• _WHAT TO PRODUCE_: Rewrite all of the data below, changing every "snug" to "tight" and keeping everything else the same. Omit the pictures from your answer.

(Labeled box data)
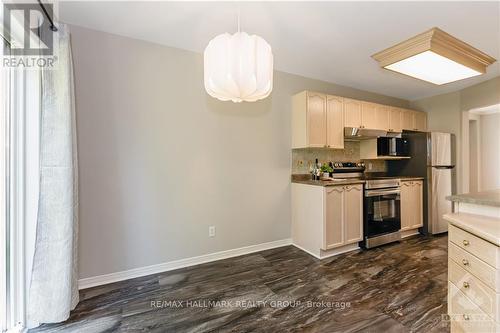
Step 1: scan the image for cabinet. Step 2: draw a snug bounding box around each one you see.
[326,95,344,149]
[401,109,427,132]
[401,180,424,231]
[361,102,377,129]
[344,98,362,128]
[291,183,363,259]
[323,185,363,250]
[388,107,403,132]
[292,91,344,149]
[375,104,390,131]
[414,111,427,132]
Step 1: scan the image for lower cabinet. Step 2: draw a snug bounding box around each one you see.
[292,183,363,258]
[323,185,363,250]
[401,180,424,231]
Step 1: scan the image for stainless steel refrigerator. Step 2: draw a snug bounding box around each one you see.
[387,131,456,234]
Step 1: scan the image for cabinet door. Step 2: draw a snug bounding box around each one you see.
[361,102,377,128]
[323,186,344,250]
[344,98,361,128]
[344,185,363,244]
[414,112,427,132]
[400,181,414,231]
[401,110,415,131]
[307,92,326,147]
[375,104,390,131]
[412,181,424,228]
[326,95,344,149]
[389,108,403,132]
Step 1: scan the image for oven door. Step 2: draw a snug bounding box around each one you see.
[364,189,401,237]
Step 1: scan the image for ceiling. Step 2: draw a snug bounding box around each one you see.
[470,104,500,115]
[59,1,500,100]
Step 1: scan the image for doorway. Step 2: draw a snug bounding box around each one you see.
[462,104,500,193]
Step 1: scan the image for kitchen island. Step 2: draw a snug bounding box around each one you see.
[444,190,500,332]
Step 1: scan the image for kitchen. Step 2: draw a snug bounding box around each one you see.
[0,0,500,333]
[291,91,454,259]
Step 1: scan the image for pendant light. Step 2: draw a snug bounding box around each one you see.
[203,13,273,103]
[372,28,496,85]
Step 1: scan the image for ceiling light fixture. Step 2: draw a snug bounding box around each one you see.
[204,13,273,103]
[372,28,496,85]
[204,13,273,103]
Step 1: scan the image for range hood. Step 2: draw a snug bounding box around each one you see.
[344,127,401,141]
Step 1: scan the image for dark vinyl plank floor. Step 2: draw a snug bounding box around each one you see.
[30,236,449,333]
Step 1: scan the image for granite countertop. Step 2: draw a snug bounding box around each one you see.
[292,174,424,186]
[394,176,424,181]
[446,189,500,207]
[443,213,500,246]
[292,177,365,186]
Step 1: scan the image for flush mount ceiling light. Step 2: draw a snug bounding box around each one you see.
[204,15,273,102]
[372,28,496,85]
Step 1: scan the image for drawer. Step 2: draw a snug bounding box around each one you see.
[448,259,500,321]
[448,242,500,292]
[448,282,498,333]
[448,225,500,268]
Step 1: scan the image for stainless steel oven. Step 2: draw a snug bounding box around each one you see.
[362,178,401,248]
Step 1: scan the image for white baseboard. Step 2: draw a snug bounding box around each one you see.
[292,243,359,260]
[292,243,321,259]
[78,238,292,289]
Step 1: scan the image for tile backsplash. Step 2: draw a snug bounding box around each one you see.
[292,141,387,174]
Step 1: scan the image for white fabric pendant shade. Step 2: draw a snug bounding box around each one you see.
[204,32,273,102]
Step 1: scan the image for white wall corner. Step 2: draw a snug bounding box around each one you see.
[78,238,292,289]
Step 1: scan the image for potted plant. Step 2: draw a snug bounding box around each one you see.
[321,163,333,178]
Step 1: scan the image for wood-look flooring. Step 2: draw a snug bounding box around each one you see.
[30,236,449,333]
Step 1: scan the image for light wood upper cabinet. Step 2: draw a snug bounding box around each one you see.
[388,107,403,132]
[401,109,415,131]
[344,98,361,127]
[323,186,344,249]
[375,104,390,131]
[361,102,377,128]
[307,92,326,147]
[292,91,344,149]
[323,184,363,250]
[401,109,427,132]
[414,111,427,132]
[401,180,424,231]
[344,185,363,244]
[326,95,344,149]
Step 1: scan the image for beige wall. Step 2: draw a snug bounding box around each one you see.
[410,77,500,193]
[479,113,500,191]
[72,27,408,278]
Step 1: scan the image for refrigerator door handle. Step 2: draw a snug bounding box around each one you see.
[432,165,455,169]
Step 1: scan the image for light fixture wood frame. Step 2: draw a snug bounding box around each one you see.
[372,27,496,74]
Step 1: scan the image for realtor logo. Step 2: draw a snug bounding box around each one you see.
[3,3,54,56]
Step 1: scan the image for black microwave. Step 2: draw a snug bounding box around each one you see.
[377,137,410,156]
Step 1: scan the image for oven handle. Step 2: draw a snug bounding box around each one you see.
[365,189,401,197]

• _EXERCISE RESULT_:
Step 1: scan the image for cabinet. Step 2: draw a tight bounding box around each one you see.
[326,95,344,149]
[401,109,427,132]
[401,180,424,231]
[361,102,377,129]
[344,98,362,128]
[291,183,363,259]
[323,185,363,250]
[388,107,403,132]
[292,91,344,149]
[375,104,390,131]
[414,111,427,132]
Step 1: scan the image for lower cabinet. Step 2: draw a tight bounding box around each one you see.
[292,183,363,258]
[323,185,363,250]
[401,180,424,231]
Step 1: scan the image for stainless steel refrigerator. Step 2: draw a tight bounding box around each one you see.
[387,131,456,234]
Step 1: scan the image for cabinet door. Step 2: draw a tight bounding box around each one you see.
[361,102,377,128]
[323,186,344,250]
[344,98,361,128]
[344,185,363,244]
[414,112,427,132]
[400,181,414,231]
[401,110,415,131]
[307,92,326,147]
[375,104,390,131]
[412,181,424,228]
[326,95,344,149]
[389,108,403,132]
Step 1: scan the image for oven door. Step 2: draw a tight bounding box around each one you see.
[364,189,401,237]
Step 1: scan the image for ceiling. Step 2: draw a tight bounding box around each one you see.
[470,104,500,115]
[59,1,500,100]
Step 1: scan the image for doorway. Step 2: draw a tight bounding box around each one you see.
[462,104,500,193]
Step 1: scan the image for kitchen island. Step 2: draw a tight bounding box around each one you see.
[444,190,500,332]
Step 1: scan the image for kitchen. Step 2: draw a tight bounding box around each one you see.
[0,0,500,333]
[291,91,454,259]
Step 1: scan the image for pendant light. Step 2: draw a tight bounding box around each one you see.
[203,13,273,103]
[372,28,496,85]
Step 1: scan the image for ceiling light fixture. Step 2: draw a tight bounding box around each one you see.
[204,13,273,103]
[372,28,496,85]
[204,13,273,103]
Step 1: scan the image for range hood. Step 2: draw a tight bounding box around each one you see.
[344,127,401,141]
Step 1: scan the image for dark vinyl plank floor. Step 2: draw a tight bounding box around each one you see.
[30,236,449,333]
Step 1: scan the image for granite countertop. Step 2: draw a tight bounding box around each one you see.
[292,174,424,186]
[394,176,424,181]
[446,189,500,207]
[443,213,500,246]
[292,177,365,186]
Step 1: scan the image for flush mount ceiling light. Step 2: draw a tight bounding box around each one you see.
[204,15,273,102]
[372,28,496,85]
Step 1: scan the image for drawer. Step 2: draw a tight bounding box around each one you see.
[448,259,500,321]
[448,242,500,292]
[448,282,498,333]
[448,225,500,268]
Step 1: scan the image for stainless steel oven. Step 2: draw a tight bounding box around each one you see.
[362,178,401,248]
Step 1: scan the image for white baseboard. Step 2: draw a tight bounding box around each one you see.
[292,243,359,260]
[292,243,321,259]
[78,238,292,289]
Step 1: scan the image for tile backsplash. Step 2: draw a tight bounding box around each one you see.
[292,141,387,174]
Step 1: scan the image for white fabric pendant shade. Step 2: draw a tight bounding box around each one you see.
[204,32,273,102]
Step 1: scan the image for white wall corner. Step 2: draw a tight bounding box around each one you see.
[78,238,292,289]
Step 1: scan the image for potted plant. Step 2: draw a tight bounding box around each one you see.
[321,163,333,178]
Step 1: scan the image for wood-look flooring. Step 2: draw a tight bounding box around each one you see.
[30,236,449,333]
Step 1: scan the image for light wood upper cabinet. Step 2: draw a tight bounding box around each one you see.
[388,107,403,132]
[401,109,415,131]
[344,98,361,127]
[323,186,344,249]
[375,104,390,131]
[361,102,377,128]
[307,92,326,147]
[292,91,344,149]
[323,184,363,250]
[401,109,427,132]
[414,111,427,132]
[401,180,424,231]
[344,185,363,244]
[326,95,344,149]
Step 1: scan the image for beige wall. Step 2: draw a tight bounding box around each one you see.
[410,77,500,193]
[479,113,500,191]
[72,27,408,278]
Step 1: scan the image for refrigerator door handle. Step 2: draw a tight bounding box around each one you see.
[432,165,455,169]
Step 1: scan the image for light fixture wood frame. Step 2: draw a tight bounding box around each one you see.
[372,27,496,74]
Step 1: scan the image for realtor logo. Step 2: draw a tight bounding box around each one you see.
[3,3,54,56]
Step 1: scan the image for black microwave. Step 2: draw a tight bounding box around each one you see.
[377,137,410,156]
Step 1: scan the image for oven handle. Step 2: draw a tight bounding box around each one you see.
[365,189,401,197]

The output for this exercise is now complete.